Task details » Extract each line of the entries below that contains the string "matching". Treat case as significant.

Data supplied »

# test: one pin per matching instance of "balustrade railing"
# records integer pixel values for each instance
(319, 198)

---

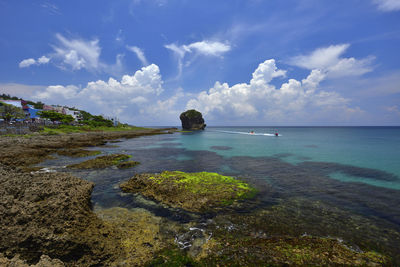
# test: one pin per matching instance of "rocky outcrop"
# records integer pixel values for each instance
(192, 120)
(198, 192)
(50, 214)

--

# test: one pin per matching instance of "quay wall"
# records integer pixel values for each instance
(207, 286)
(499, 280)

Result of this exercise »
# test: one pin per matching instance of "balustrade railing"
# test: one pin per matching instance of "rocky outcrop"
# test: one pin per matching instance of "quay wall"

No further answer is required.